**Task prompt:** Update the material from its first line through the line containing "156 230 177 251" by replacing every "Midterm" with "Final Exam" and leaving everything else unchanged. Return only those lines.

A block of data
"""
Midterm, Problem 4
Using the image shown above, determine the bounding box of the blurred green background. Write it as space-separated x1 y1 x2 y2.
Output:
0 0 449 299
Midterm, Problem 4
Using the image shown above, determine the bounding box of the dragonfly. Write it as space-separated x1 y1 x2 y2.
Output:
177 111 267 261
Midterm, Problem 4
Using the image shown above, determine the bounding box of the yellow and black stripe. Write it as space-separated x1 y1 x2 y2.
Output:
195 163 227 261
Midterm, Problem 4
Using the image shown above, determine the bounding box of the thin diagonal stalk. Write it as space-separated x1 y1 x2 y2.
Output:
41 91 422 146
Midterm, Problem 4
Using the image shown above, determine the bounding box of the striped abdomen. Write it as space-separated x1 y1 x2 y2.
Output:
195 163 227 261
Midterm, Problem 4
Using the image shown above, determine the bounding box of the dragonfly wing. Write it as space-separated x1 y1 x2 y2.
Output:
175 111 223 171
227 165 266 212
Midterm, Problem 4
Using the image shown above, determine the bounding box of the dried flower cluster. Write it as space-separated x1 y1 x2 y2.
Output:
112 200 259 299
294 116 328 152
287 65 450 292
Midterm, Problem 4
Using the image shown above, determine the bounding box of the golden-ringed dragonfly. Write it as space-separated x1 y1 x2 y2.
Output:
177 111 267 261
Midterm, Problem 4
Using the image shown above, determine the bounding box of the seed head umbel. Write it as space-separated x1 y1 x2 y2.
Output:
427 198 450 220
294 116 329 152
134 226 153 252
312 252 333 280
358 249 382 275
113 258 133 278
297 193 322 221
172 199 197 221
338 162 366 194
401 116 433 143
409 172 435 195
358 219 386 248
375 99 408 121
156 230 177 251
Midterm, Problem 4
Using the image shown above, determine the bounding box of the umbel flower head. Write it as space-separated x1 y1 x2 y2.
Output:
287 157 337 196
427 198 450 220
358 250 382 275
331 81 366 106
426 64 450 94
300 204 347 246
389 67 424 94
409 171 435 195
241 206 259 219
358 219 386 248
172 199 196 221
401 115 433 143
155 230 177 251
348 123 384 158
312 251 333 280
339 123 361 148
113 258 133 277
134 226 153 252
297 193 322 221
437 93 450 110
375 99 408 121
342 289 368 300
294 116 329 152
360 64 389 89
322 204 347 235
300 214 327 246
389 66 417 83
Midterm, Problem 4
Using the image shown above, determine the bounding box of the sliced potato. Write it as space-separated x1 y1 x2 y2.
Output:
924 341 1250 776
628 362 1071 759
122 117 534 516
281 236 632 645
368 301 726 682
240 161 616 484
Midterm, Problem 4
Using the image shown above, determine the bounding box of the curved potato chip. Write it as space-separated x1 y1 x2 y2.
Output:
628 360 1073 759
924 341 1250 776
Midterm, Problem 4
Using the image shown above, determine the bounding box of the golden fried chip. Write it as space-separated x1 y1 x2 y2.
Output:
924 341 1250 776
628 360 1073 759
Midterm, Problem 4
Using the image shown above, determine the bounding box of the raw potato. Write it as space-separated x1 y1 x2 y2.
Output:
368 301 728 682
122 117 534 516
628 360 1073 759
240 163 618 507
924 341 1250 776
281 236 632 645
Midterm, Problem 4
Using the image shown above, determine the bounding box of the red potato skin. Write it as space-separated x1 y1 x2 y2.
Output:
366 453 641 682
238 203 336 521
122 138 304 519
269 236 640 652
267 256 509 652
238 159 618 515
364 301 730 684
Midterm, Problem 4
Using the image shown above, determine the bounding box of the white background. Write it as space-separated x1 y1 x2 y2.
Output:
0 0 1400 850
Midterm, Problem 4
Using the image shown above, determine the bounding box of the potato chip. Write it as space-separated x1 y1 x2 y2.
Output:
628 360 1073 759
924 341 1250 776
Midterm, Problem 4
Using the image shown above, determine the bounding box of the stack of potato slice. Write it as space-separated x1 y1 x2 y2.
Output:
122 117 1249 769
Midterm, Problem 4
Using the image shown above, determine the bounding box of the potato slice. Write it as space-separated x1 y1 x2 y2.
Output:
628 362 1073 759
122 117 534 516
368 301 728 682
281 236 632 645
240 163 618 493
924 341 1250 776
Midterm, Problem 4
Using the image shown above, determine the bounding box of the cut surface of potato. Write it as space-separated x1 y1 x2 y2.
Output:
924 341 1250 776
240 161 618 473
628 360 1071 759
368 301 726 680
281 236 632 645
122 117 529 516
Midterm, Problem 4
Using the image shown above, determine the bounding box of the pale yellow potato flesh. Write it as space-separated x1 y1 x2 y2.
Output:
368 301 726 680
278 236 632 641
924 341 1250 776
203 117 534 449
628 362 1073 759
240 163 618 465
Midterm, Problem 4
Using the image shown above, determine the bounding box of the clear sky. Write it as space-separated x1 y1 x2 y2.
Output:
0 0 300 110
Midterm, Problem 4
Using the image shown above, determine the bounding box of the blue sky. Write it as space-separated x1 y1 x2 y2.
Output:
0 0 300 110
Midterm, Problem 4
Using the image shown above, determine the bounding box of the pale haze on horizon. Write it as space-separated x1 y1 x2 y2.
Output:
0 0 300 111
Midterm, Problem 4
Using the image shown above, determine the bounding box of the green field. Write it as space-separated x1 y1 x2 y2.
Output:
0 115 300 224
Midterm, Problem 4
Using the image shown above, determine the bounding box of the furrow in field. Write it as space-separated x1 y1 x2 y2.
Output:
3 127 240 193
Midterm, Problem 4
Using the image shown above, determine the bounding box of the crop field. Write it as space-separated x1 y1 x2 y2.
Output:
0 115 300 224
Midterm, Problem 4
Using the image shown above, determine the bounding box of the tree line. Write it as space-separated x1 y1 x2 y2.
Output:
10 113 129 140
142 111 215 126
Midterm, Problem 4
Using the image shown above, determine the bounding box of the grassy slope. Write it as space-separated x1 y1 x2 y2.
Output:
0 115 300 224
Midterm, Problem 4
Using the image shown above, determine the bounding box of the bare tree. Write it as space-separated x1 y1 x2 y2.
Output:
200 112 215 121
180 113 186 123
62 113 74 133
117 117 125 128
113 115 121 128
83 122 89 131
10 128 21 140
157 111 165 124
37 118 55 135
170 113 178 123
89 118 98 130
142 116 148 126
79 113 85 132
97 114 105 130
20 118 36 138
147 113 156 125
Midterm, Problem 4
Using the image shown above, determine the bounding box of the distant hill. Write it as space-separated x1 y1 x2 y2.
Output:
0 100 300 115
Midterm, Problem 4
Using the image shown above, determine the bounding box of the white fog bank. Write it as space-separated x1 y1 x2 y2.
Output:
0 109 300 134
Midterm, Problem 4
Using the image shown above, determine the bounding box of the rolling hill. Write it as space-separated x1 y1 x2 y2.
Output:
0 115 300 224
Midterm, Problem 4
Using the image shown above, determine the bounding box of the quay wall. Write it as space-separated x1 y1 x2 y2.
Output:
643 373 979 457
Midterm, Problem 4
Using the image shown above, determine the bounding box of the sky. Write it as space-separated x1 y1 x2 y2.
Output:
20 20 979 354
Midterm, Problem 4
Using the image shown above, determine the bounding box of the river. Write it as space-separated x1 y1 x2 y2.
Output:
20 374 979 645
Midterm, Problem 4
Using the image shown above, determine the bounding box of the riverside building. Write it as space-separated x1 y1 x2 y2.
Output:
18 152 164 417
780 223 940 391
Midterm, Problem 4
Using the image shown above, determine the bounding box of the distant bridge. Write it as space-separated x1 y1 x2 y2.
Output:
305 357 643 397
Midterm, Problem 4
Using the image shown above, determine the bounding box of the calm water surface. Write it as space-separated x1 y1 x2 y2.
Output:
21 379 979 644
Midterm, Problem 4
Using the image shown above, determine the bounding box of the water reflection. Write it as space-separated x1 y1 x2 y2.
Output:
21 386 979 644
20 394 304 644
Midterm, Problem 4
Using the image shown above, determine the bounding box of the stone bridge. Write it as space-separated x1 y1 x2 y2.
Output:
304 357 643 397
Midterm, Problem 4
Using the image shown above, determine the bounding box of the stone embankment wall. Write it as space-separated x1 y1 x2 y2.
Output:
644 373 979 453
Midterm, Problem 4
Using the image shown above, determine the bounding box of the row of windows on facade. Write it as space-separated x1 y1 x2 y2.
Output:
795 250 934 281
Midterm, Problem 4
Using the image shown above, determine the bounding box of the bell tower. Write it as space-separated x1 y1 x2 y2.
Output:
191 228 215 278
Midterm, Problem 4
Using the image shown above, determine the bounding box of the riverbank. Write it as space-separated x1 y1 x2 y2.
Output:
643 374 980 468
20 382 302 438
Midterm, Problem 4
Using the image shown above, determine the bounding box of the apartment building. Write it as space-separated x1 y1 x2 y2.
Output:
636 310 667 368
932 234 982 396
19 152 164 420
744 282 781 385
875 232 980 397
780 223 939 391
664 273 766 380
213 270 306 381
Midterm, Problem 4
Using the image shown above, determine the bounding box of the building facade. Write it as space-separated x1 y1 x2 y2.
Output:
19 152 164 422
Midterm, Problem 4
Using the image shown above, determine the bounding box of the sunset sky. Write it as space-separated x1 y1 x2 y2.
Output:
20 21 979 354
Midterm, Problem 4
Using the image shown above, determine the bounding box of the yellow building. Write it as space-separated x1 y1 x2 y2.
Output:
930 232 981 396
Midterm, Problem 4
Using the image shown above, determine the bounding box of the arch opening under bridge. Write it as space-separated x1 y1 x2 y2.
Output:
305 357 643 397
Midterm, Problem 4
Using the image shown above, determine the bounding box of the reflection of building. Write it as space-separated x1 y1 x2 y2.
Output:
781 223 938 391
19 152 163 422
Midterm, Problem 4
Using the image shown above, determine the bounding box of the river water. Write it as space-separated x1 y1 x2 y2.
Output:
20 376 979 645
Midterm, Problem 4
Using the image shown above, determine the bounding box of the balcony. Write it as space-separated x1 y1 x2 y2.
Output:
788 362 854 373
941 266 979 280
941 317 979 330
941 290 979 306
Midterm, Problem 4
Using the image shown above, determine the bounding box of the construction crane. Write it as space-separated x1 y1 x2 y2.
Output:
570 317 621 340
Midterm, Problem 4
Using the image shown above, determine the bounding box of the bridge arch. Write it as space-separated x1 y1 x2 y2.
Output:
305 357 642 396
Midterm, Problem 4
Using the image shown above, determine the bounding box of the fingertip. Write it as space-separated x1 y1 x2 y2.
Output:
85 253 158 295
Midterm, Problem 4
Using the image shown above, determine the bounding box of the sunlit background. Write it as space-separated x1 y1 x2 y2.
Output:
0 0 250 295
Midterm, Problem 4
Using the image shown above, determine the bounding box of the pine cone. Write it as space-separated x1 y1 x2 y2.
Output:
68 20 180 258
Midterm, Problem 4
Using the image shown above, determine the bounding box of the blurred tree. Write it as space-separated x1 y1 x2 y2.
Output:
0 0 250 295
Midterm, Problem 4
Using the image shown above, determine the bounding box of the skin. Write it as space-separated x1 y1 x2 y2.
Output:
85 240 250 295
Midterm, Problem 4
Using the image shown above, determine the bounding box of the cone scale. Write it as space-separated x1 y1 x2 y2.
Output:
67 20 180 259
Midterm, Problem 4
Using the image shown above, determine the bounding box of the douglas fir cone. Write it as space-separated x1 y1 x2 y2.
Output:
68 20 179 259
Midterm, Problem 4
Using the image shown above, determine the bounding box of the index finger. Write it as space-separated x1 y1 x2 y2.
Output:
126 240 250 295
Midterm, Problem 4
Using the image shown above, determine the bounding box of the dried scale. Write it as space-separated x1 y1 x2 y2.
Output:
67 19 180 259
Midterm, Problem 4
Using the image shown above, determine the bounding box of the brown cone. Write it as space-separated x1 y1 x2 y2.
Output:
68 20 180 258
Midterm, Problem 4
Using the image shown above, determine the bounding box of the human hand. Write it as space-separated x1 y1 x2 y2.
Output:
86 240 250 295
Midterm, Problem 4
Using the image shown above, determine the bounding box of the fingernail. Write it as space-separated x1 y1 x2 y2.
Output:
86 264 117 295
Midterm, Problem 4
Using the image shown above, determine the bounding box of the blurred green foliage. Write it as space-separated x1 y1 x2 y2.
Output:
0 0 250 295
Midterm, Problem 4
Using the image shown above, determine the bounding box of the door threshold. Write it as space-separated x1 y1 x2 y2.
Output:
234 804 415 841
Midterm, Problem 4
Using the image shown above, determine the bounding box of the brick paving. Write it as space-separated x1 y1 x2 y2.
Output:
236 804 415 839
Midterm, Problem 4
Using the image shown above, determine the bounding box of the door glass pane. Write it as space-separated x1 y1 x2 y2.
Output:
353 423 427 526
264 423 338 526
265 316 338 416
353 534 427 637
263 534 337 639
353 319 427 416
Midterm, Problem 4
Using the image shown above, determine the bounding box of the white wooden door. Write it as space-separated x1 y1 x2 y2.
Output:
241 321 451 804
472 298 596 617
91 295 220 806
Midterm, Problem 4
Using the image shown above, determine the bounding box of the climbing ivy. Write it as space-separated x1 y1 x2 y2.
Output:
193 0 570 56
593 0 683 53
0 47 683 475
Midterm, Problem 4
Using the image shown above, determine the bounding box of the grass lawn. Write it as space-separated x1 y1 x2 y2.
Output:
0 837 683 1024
"""
**Result for this task:**
Final Exam, Problem 4
Using the image shown above, determine the bounding box of the blurred green background. Write it as space-separated x1 y1 x2 y2.
Output:
0 0 449 299
Final Exam, Problem 4
Using the image shown above, determine the bounding box of the dragonfly. Write it as space-separated x1 y1 x2 y2.
Output:
177 111 267 261
Final Exam, Problem 4
Using the image shown above, determine the bounding box of the yellow and black stripe. Write it as space-separated x1 y1 x2 y2.
Output:
195 163 227 261
Final Exam, Problem 4
Using the image shown above, determine the bounding box of the thin diagonal stalk. Write it as space-separated x1 y1 x2 y2.
Output:
41 91 422 146
Final Exam, Problem 4
Using the image shown above, determine the bounding box of the striped abdomen. Write it as space-separated x1 y1 x2 y2.
Output:
195 163 227 261
Final Exam, Problem 4
Using the image shown above, determine the bounding box of the dragonfly wing. Write it as space-separated x1 y1 x2 y2.
Output:
175 111 223 171
227 165 266 212
Final Exam, Problem 4
Using the image shown above, determine the bounding box of the dried flower cluster. Write it as space-separated x1 y1 x2 y2.
Output:
112 200 259 299
294 116 328 152
287 65 450 292
Final Exam, Problem 4
Using the image shown above, determine the bounding box of the golden-ringed dragonfly. Write it as space-separated x1 y1 x2 y2.
Output:
177 111 267 261
Final Exam, Problem 4
Using the image shown above, determine the bounding box of the seed head umbel. Write it as space-separated x1 y1 x2 y2.
Output:
427 198 450 220
294 116 329 152
134 226 153 252
312 252 333 280
358 249 382 275
113 258 133 278
297 193 322 221
172 199 197 221
338 162 366 194
401 116 433 143
409 172 435 195
358 219 386 248
375 99 408 121
156 230 177 251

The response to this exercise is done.